Text extract =>
-- Begin --

- Conference: Mountain West Conference
- Record: 17–17 (8–10 MW)
- Head coach: Tim Duryea (3rd season);
- Assistant coaches: Tarvish Felton; Louis Wilson; Spencer Nelson;
- Home arena: Smith Spectrum

= 2017–18 Utah State Aggies men's basketball team =

American college basketball season

The 2017–18 Utah State Aggies men's basketball team represented Utah State University in the 2017–18 NCAA Division I men's basketball season. The Aggies, led by third-year head coach Tim Duryea, played their home games at the Smith Spectrum in Logan, Utah as members of the Mountain West Conference. They finished the season 17–17 overall and 8–10 in conference play, finishing tied for 7th. In the Mountain West Conference tournament, they defeated Colorado State in the first round and Boise State in the quarterfinals before losing to New Mexico in the semi-finals.

-- End --

To be done =>
**1)** Answer these questions about the 2017–18 Utah State Aggies text:
(a) Which season was this as head coach for Tim Duryea?
(b) In which city is the Smith Spectrum?
(c) Which team beat the Aggies in the Mountain West Conference tournament semi-finals?
**2)** Carry on writing the 2017–18 Utah State Aggies text, starting after its final sentence.
You won't need the listing for this work.

Data lines =>
-- Begin --

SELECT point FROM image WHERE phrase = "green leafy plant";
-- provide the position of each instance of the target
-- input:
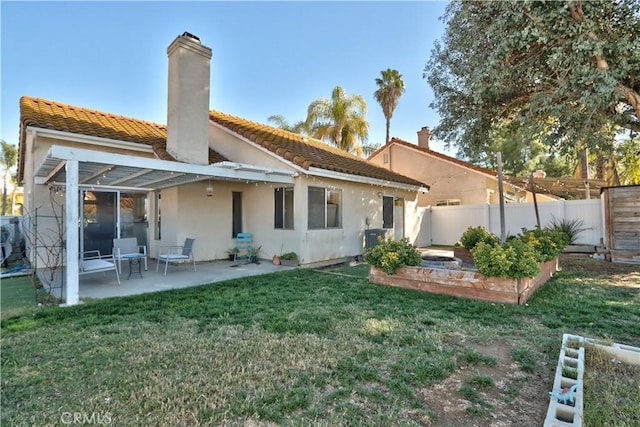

-- End --

Answers in order =>
**1)**
(a) His third season.
(b) Logan, Utah.
(c) New Mexico.

**2)**
On March 11, 2018, head coach Tim Duryea was fired after three seasons. He finished at Utah State with a three-year record of 47–49. On March 25, reports indicated that the school had hired South Dakota head coach Craig Smith as head coach, which was confirmed the next day.

==Previous season==
The Aggies finished the 2016–17 season 14–17, 7–11 in Mountain West play to finish in tie for eighth place. They defeated San Jose State in the first round of the Mountain West tournament to advance to the quarterfinals where they lost to Nevada.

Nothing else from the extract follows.